Text extract
Also remember federal trademark law gives a lot of weight to "first file"
rather than "first use". So if another company files a registered TM on the
same name YOU have to fight to stop them (and lose pretty much all legal
rights over the name for the duration) & there is no guarantee to win - even
if you used the name first :)

------
ErrantX
> How do you trademark your web app?

tough question to answer w/o specifics. trademarking the name of your app is
moderate to hard (unless it is very unique). Specific technology (e.g.
somethign it is built with) that is _unique_ you can trademark the name for
even easier. Trademarks usually take a while to process.

Also in the US they like it to be used commercially for a while before an
application.

If you have a super wicked new way of doing something then you can Patent the
technology (which protects the IP of the "idea" rather than just the name).

> Do you have to get it trademarked in different countries?

Yes. In the UK it is easy. The US I think it is easy too: take a peek at the
US patents and trademarks site.

> Is it important to get one?

Coordinate labeling lines
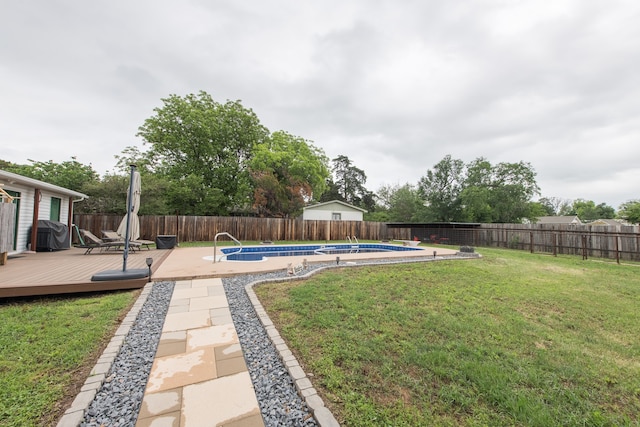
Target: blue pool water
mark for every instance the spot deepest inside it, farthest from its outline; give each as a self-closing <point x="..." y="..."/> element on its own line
<point x="259" y="253"/>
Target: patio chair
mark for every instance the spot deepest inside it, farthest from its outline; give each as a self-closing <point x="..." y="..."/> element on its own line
<point x="112" y="236"/>
<point x="91" y="242"/>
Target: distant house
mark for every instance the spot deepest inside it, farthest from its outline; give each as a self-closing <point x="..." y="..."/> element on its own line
<point x="559" y="220"/>
<point x="334" y="210"/>
<point x="36" y="200"/>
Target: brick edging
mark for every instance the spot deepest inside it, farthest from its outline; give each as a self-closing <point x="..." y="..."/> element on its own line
<point x="74" y="415"/>
<point x="321" y="413"/>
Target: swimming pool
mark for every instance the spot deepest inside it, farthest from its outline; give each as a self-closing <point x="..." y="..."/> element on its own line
<point x="263" y="252"/>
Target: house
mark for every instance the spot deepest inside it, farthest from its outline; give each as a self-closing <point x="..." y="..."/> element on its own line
<point x="559" y="220"/>
<point x="334" y="210"/>
<point x="35" y="200"/>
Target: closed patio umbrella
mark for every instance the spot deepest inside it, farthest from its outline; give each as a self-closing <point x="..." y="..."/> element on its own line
<point x="134" y="225"/>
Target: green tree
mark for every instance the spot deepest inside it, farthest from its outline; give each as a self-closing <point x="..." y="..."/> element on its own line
<point x="402" y="203"/>
<point x="69" y="174"/>
<point x="514" y="185"/>
<point x="479" y="191"/>
<point x="203" y="147"/>
<point x="288" y="172"/>
<point x="555" y="206"/>
<point x="107" y="196"/>
<point x="630" y="211"/>
<point x="587" y="210"/>
<point x="349" y="182"/>
<point x="440" y="189"/>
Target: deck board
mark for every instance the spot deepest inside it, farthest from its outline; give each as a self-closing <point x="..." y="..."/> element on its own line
<point x="68" y="271"/>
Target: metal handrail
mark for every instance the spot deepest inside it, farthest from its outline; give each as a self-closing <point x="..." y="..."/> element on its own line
<point x="215" y="239"/>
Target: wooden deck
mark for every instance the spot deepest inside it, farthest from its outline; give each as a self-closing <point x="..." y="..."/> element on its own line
<point x="70" y="271"/>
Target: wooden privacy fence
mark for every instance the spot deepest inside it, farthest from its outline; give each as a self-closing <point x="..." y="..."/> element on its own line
<point x="204" y="228"/>
<point x="620" y="242"/>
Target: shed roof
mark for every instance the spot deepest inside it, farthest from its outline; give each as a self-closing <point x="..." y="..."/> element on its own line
<point x="340" y="202"/>
<point x="559" y="219"/>
<point x="14" y="178"/>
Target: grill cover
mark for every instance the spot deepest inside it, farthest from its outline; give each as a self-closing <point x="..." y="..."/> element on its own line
<point x="52" y="236"/>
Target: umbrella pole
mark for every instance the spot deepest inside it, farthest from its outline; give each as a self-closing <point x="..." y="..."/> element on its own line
<point x="126" y="237"/>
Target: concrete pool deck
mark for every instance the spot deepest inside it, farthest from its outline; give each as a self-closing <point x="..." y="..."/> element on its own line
<point x="189" y="263"/>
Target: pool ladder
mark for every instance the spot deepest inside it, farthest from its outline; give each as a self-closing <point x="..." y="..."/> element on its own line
<point x="215" y="239"/>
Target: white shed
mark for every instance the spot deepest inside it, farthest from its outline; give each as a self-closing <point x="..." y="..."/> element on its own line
<point x="36" y="200"/>
<point x="334" y="210"/>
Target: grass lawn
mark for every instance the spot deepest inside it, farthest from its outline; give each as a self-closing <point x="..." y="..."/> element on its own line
<point x="509" y="339"/>
<point x="48" y="347"/>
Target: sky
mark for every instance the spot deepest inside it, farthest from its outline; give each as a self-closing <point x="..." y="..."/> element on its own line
<point x="394" y="85"/>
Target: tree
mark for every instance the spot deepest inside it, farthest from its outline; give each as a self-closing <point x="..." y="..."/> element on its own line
<point x="203" y="148"/>
<point x="349" y="182"/>
<point x="630" y="211"/>
<point x="287" y="172"/>
<point x="441" y="187"/>
<point x="479" y="192"/>
<point x="69" y="174"/>
<point x="402" y="203"/>
<point x="555" y="206"/>
<point x="587" y="210"/>
<point x="513" y="186"/>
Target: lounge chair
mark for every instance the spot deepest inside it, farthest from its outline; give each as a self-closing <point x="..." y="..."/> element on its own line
<point x="91" y="242"/>
<point x="112" y="236"/>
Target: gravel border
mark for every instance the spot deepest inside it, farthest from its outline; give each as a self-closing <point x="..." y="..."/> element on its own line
<point x="113" y="392"/>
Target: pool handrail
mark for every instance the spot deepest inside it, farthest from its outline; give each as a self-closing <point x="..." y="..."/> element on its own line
<point x="215" y="239"/>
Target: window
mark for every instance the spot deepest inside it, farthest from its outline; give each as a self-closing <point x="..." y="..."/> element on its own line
<point x="54" y="214"/>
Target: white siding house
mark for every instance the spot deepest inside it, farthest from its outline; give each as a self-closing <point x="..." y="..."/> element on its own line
<point x="37" y="200"/>
<point x="334" y="210"/>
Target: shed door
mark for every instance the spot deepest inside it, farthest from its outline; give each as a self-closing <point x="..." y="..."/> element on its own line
<point x="16" y="201"/>
<point x="54" y="214"/>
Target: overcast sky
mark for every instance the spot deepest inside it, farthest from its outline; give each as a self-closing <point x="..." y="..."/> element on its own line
<point x="393" y="85"/>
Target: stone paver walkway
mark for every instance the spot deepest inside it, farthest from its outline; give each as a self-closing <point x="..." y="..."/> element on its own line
<point x="199" y="377"/>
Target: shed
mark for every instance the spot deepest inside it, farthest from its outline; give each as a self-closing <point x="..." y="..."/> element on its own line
<point x="335" y="210"/>
<point x="36" y="200"/>
<point x="559" y="220"/>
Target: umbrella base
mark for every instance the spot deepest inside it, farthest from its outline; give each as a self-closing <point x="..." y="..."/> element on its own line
<point x="107" y="275"/>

Work to do
From the trademark thread, copy word for word the passage starting with "Also remember federal" and going on through "while to process.".

Full output
Also remember federal trademark law gives a lot of weight to "first file"
rather than "first use". So if another company files a registered TM on the
same name YOU have to fight to stop them (and lose pretty much all legal
rights over the name for the duration) & there is no guarantee to win - even
if you used the name first :)

------
ErrantX
> How do you trademark your web app?

tough question to answer w/o specifics. trademarking the name of your app is
moderate to hard (unless it is very unique). Specific technology (e.g.
somethign it is built with) that is _unique_ you can trademark the name for
even easier. Trademarks usually take a while to process.